» **WHAT IS ASKED**
• 1. For each statement about the Sort Colors write-up, say whether it agrees with the text. Answer yes or no and quote the words that decide it. (a) The integer 1 stands for the color white. (b) The array may hold as many as 500 objects. (c) The problem may be solved with the library's sort function.
• 2. Translate this sentence from the Sort Colors write-up into Spanish: "We will use the integers 0, 1, and 2 to represent the color red, white, and blue, respectively."
• 3. Please quote the part of the Sort Colors write-up that opens with the words containing "Given an array" and closes with "library's sort function.".

» **EXCERPTED TEXT**
🌈75. Sort Colors

Medium | Grind 75 | February 15th Wednesday, 2023

Given an array nums with n objects colored red, white, or blue, sort them in-place so that objects of the same color are adjacent, with the colors in the order red, white, and blue.

We will use the integers 0, 1, and 2 to represent the color red, white, and blue, respectively.

You must solve this problem without using the library's sort function.

Constraints:

• n == nums.length

• 1 <= n <= 300

• nums[i] is either 0, 1, or 2.

Follow up: Could you come up with a one-pass algorithm using only constant extra space?

Example 1

Input: nums = [2,0,2,1,1,0]
Output: [0,0,1,1,2,2]

Example 2

Input: nums = [2,0,1]
Output: [0,1,2]

SOLUTION

We set up two index variables: zero is set to 0 to keep track of the current position of the last 0 that was sorted, and two is set to the last index in the array (len(nums)-1) to keep track of the current position of the first 2 that has been sorted.

Next, we iterate through the array until the iterator is more than the value of two. As we iterate over the elements, if it is equal to 0, then the current element is swapped with the element at the current position of zero, and both the iterator and zero are incremented by 1. This moves the 0 to the left side of the array. If the current element is equal to 2, then the current element is swapped with the element at the current position of two, and two is decremented by 1. This moves the 2 to the right side of the array. If the current element is equal to 1, then it is already in the correct position, and the iterator is incremented by 1.

» **DATA SHOWN**

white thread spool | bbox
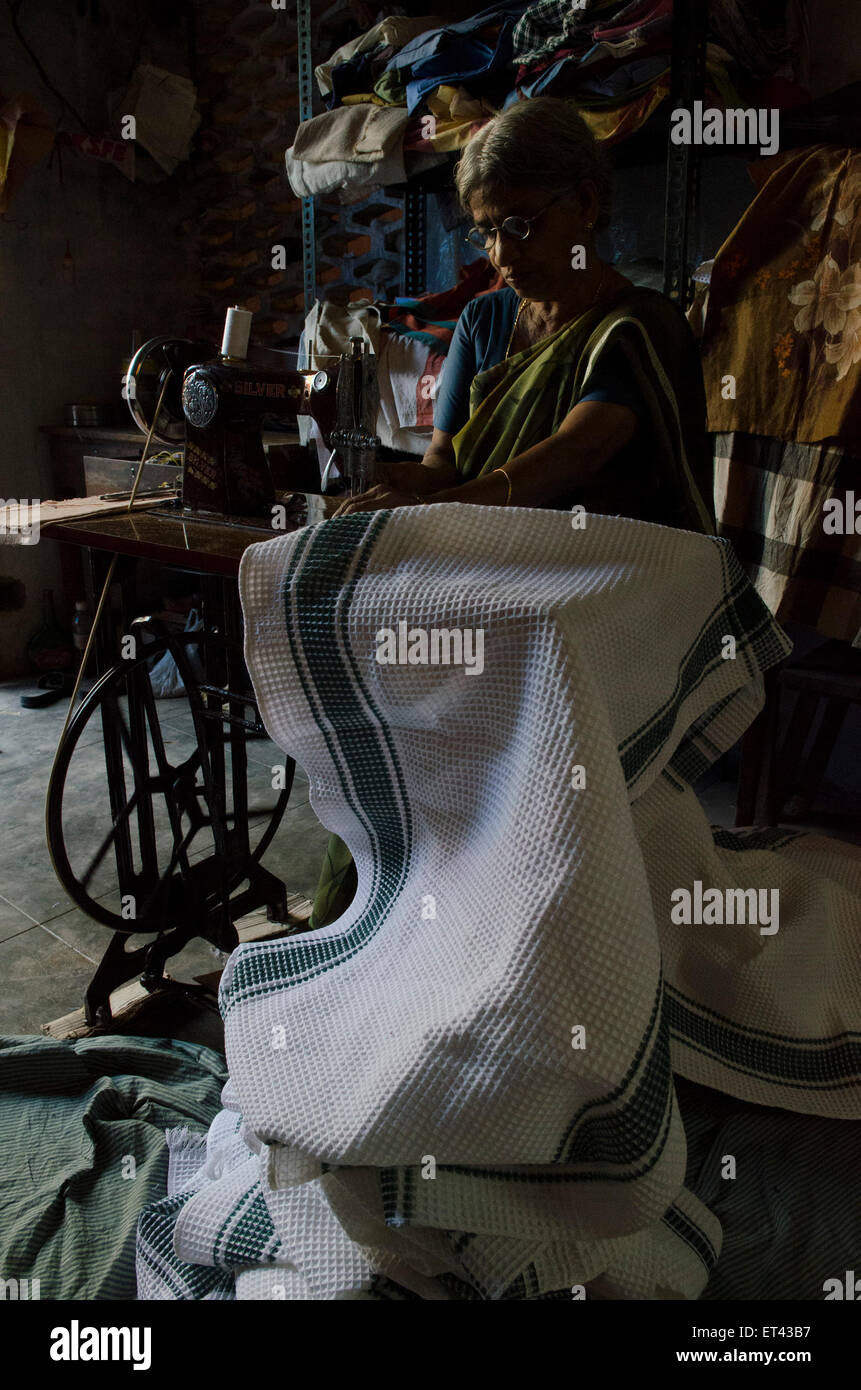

» **FINAL ANSWERS**
• 1.
(a) Yes: "We will use the integers 0, 1, and 2 to represent the color red, white, and blue, respectively."
(b) No: "1 <= n <= 300"
(c) No: "You must solve this problem without using the library's sort function."

• 2. Usaremos los enteros 0, 1 y 2 para representar los colores rojo, blanco y azul, respectivamente.

• 3.
Given an array nums with n objects colored red, white, or blue, sort them in-place so that objects of the same color are adjacent, with the colors in the order red, white, and blue.

We will use the integers 0, 1, and 2 to represent the color red, white, and blue, respectively.

You must solve this problem without using the library's sort function.